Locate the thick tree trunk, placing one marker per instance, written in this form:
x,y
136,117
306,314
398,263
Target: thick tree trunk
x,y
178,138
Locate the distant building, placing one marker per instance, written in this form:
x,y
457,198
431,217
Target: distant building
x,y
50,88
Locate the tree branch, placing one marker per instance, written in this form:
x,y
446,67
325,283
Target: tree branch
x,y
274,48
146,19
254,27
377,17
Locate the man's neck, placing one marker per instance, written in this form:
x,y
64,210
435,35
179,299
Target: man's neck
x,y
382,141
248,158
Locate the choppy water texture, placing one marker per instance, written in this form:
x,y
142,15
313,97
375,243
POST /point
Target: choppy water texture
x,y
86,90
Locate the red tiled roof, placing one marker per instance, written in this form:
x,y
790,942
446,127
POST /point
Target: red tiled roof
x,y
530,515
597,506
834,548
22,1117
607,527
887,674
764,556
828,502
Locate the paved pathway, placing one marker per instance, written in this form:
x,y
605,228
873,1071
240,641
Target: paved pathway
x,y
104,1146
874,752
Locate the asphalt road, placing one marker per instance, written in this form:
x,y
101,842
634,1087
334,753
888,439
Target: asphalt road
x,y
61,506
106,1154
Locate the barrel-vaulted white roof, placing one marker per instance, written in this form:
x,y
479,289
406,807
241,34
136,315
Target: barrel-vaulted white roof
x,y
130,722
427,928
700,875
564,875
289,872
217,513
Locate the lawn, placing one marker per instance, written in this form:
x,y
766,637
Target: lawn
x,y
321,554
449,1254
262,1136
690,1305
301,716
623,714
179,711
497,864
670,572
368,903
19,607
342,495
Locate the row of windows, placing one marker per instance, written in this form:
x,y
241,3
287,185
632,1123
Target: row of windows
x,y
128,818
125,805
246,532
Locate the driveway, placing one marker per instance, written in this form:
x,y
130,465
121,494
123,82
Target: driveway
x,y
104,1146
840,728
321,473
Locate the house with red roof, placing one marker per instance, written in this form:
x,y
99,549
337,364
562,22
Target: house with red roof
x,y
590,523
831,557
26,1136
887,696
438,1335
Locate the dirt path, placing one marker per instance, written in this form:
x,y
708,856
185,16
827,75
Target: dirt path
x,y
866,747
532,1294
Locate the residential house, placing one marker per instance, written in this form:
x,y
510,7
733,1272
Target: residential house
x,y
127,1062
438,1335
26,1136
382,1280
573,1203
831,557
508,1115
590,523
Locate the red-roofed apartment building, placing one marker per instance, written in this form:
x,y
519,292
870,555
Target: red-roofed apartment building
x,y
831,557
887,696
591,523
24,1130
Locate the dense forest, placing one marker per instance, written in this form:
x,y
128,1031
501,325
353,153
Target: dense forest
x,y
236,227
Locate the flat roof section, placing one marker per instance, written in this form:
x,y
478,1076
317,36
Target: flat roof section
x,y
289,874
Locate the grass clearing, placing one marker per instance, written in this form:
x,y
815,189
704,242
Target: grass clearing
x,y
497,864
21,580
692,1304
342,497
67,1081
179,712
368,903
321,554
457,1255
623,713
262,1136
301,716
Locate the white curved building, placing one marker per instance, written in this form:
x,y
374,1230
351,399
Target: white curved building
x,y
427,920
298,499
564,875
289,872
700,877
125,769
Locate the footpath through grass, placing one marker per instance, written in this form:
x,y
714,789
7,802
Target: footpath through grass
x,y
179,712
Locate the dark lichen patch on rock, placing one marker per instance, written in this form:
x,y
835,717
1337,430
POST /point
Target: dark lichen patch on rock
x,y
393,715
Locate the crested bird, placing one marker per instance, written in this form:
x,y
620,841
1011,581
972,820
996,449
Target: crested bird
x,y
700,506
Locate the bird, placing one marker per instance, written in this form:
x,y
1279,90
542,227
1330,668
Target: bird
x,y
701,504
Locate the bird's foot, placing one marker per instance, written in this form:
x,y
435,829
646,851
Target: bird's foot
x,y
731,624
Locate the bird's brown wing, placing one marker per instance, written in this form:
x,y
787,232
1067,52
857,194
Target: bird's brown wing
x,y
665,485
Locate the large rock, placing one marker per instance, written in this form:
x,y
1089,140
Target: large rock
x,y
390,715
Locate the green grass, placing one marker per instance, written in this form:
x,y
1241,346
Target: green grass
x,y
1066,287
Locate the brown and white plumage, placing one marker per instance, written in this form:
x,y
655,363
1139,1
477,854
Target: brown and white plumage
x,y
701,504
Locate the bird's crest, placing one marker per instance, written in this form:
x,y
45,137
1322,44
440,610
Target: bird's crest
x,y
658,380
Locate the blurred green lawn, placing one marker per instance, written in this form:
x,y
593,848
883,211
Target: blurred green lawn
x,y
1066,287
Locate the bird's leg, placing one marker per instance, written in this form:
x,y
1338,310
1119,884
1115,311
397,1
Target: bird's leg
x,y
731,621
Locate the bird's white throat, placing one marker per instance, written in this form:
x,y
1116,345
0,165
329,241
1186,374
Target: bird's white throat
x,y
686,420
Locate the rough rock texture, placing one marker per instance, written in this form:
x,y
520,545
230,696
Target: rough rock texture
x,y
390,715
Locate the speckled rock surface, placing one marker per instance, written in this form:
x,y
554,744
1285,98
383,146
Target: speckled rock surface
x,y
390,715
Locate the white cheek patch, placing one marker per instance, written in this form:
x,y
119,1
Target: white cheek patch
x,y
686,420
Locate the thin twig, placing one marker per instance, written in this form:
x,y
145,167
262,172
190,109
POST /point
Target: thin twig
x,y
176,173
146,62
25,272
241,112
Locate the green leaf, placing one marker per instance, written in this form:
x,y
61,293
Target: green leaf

..............................

* **Task brief**
Please type the entries above out again exactly.

* **Solved exercise**
Locate the thick tree trunk, placing one marker per instance, written in this form:
x,y
136,117
306,314
398,263
Target: thick tree trunk
x,y
178,138
Locate the distant building, placing one marker per instance, written in this form:
x,y
457,198
431,217
Target: distant building
x,y
50,88
Locate the tree branch, placing one marker per instance, written in this form:
x,y
446,67
325,283
Target: tree branch
x,y
274,48
146,19
254,27
377,17
Locate the man's neck, placing one marker per instance, written in this form:
x,y
64,210
435,35
179,299
Target: man's neck
x,y
382,141
248,158
Locate the choppy water texture, placing one marker per instance, written in this form:
x,y
142,15
313,97
375,243
POST /point
Target: choppy water texture
x,y
86,90
Locate the red tiled roof, placing one marker per instance, written in this form:
x,y
790,942
446,127
POST /point
Target: red tiled roof
x,y
530,515
597,506
834,548
22,1117
607,527
887,674
764,556
828,502
Locate the paved pathway, placing one marker per instance, written in this form:
x,y
605,228
873,1071
240,641
Target: paved pathway
x,y
104,1146
874,752
Locate the asphalt road, placing one marker per instance, written in this form:
x,y
101,842
634,1087
334,753
888,439
Target: asphalt road
x,y
61,506
106,1154
Locate the barrel-vaulted white roof, placing one marker per instance, written in this form:
x,y
479,289
406,807
241,34
136,315
Target: barrel-vaulted white roof
x,y
130,722
427,928
700,875
564,875
289,872
217,513
Locate the lawn, placing one marker per instance, written in this form:
x,y
766,637
Target: lawn
x,y
321,554
449,1254
262,1136
690,1305
301,716
623,714
179,711
497,864
670,572
368,903
19,607
342,495
Locate the row of windows, placing one marker per instance, written in this form:
x,y
241,3
287,185
632,1123
Target: row of windows
x,y
128,818
125,805
246,532
Locate the driveway, placing one marker per instance, written in this form:
x,y
130,465
121,494
123,82
Target: driveway
x,y
104,1146
840,728
321,473
Locate the house with red roof, placing one marker per instance, written in this form:
x,y
99,549
337,364
562,22
Target: house with red roof
x,y
590,523
831,557
26,1136
887,696
438,1335
Locate the dirt path, placing one marker per instance, written in this form:
x,y
708,856
185,16
827,75
Target: dirt path
x,y
866,747
532,1294
Locate the residential house, placing one marker per instance, written in this form:
x,y
510,7
733,1272
Target: residential house
x,y
127,1062
438,1335
26,1136
382,1280
573,1203
831,557
508,1115
590,523
Locate the red-roofed apartment building, placing one marker per instance, written in this form:
x,y
519,292
870,555
Target: red-roofed apartment building
x,y
831,557
887,696
591,523
24,1130
Locate the dense forest, placing one marker per instance, written in this form:
x,y
128,1031
501,325
353,153
Target: dense forest
x,y
236,227
Locate the flat roof section, placing one marker per instance, written in this form:
x,y
478,1076
317,36
Target: flat roof section
x,y
289,874
Locate the grass clearing, placing one marker per instance, written in this form:
x,y
815,189
704,242
Target: grass clearing
x,y
497,864
21,580
692,1304
342,497
67,1081
179,712
368,903
321,554
457,1255
623,713
262,1136
301,716
Locate the white curved building, placing one marker per instance, written in this form:
x,y
374,1230
351,399
Target: white curved building
x,y
427,920
298,499
564,875
289,872
700,877
125,769
Locate the footpath through grass, placing one marker per instance, written in this form:
x,y
714,789
7,802
Target: footpath through grass
x,y
179,712
Locate the dark lichen patch on rock, placing one marker per instance, written in this form:
x,y
835,717
1337,430
POST /point
Target: dark lichen patch on rock
x,y
393,715
Locate the crested bird, placing one marker per instance, written in this form:
x,y
620,841
1011,581
972,820
996,449
Target: crested bird
x,y
700,506
Locate the bird, placing one marker per instance, written in this form:
x,y
1279,90
542,227
1330,668
Target: bird
x,y
701,504
Locate the bird's foot, placing one marker per instance, written in this form:
x,y
435,829
646,851
Target: bird's foot
x,y
731,624
Locate the bird's brown wing, placing one marker per instance, written in this form:
x,y
787,232
1067,52
857,194
Target: bird's brown wing
x,y
665,485
Locate the large rock, placing one marker per instance, written in this form:
x,y
1089,140
Target: large rock
x,y
390,715
Locate the green grass, placing one marker per instance, written in this form:
x,y
1241,346
Target: green grass
x,y
1066,287
Locate the brown and white plumage, placing one marker per instance, written in this form:
x,y
655,363
1139,1
477,854
Target: brown and white plumage
x,y
701,504
Locate the bird's crest, placing one marker per instance, written in this form:
x,y
45,137
1322,44
440,610
Target: bird's crest
x,y
658,380
Locate the blurred green lawn, placing one marker per instance, written in this form:
x,y
593,848
883,211
Target: blurred green lawn
x,y
1066,287
Locate the bird's leg, placing one marker per instance, written in this form:
x,y
1338,310
1119,884
1115,311
397,1
Target: bird's leg
x,y
731,621
Locate the bird's white throat, placing one marker per instance, written in this form:
x,y
1116,345
0,165
329,241
1186,374
Target: bird's white throat
x,y
686,420
Locate the rough rock texture, placing one marker per instance, written in this form:
x,y
520,545
230,696
Target: rough rock texture
x,y
390,715
Locate the speckled rock surface, placing one marker per instance, written in this form:
x,y
554,744
1285,98
383,146
Target: speckled rock surface
x,y
390,715
Locate the white cheek patch, placing one marker per instance, written in this form:
x,y
119,1
Target: white cheek patch
x,y
686,420
Locate the thin twig, placing one marker per instance, written in this form:
x,y
145,167
262,172
190,109
POST /point
Target: thin twig
x,y
176,173
146,62
25,272
241,112
Locate the green leaf, placing one marker per instance, written in this form:
x,y
61,293
Target: green leaf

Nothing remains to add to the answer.